# TAREFA PROPOSTA 1:
Extraia do documento de origem, reproduzido abaixo, o trecho que vai de "A gravação que" até "da parte interessada.".
# TAREFA PROPOSTA 2:
Liste tudo aquilo cujo sigilo, segundo o documento de origem reproduzido abaixo, deve ser preservado na interceptação de comunicação telefônica.
# TAREFA PROPOSTA 3:
Indique se cada afirmação concorda com o documento de origem reproduzido abaixo e responda sim ou não, citando as palavras do documento que decidem a questão.
(a) A interceptação de comunicação telefônica ocorre nos próprios autos do inquérito policial.
(b) A gravação que não interessar à prova será inutilizada por decisão judicial.
(c) O Ministério Público pode requerer a inutilização da gravação.

::: DOCUMENTO DE ORIGEM :::

Nunca odeie seus inimigos, isso afetará seu julgamento.
Michael Corleone (1920-1997), personagem fictício do filme O Poderoso Chefão
A interceptação de comunicação telefônica, de qualquer natureza, ocorrerá em autos apartados, apensados aos autos do inquérito policial ou do processo criminal, preservando-se o sigilo das diligências, gravações e transcrições respectivas.
A gravação que não interessar à prova será inutilizada por decisão judicial, durante o inquérito, a instrução processual ou após esta, em virtude de requerimento do Ministério Público ou da parte interessada.

::: MATERIAL FORNECIDO :::

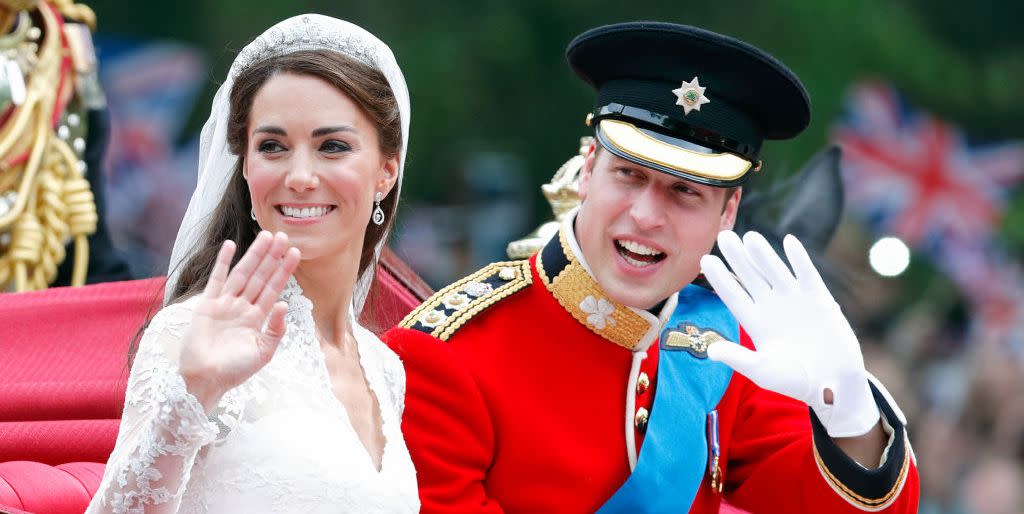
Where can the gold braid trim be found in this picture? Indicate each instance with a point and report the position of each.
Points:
(865, 504)
(53, 202)
(504, 279)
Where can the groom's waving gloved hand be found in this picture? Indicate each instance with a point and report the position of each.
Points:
(805, 346)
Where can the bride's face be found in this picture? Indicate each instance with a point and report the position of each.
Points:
(313, 165)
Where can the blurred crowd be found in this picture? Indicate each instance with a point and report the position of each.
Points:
(963, 394)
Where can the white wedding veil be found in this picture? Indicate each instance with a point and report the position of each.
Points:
(306, 32)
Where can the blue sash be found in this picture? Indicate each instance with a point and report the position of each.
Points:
(673, 460)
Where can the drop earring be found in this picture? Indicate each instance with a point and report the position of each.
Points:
(378, 212)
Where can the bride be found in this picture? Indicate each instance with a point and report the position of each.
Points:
(253, 390)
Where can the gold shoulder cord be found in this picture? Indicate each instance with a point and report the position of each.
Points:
(45, 201)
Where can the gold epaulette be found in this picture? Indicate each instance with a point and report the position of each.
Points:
(451, 307)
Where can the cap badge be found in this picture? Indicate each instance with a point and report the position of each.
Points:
(690, 96)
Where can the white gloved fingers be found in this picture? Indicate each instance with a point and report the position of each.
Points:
(735, 254)
(768, 370)
(729, 290)
(808, 276)
(769, 263)
(853, 412)
(741, 359)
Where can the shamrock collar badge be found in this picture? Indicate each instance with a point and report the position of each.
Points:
(690, 95)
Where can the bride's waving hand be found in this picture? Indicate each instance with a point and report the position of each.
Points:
(239, 320)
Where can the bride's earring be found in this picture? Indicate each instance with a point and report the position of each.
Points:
(378, 212)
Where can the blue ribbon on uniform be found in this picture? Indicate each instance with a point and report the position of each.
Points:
(674, 458)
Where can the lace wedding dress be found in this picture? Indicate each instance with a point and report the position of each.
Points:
(279, 442)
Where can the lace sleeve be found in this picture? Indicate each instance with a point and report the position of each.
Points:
(162, 429)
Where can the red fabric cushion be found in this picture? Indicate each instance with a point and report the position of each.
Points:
(37, 487)
(64, 368)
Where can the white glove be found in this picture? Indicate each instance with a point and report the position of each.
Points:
(804, 343)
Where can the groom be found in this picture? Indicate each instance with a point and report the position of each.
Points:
(602, 374)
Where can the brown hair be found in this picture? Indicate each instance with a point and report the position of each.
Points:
(364, 84)
(229, 220)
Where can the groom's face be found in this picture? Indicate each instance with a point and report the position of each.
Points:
(313, 165)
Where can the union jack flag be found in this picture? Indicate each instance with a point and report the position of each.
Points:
(918, 177)
(911, 175)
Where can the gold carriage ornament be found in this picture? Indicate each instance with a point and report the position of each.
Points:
(563, 196)
(48, 82)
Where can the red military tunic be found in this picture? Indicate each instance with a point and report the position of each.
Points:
(516, 403)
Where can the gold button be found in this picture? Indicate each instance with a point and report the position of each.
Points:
(643, 382)
(640, 421)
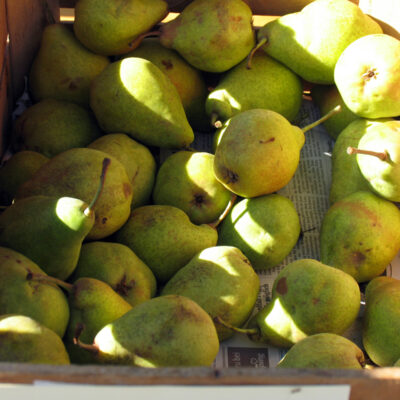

:::

# RESPOSTA ESCRITA 1:
A gravação que não interessar à prova será inutilizada por decisão judicial, durante o inquérito, a instrução processual ou após esta, em virtude de requerimento do Ministério Público ou da parte interessada.

# RESPOSTA ESCRITA 2:
- Diligências
- Gravações
- Transcrições

# RESPOSTA ESCRITA 3:
(a) Não: "ocorrerá em autos apartados, apensados aos autos do inquérito policial ou do processo criminal".
(b) Sim: "A gravação que não interessar à prova será inutilizada por decisão judicial".
(c) Sim: "em virtude de requerimento do Ministério Público ou da parte interessada".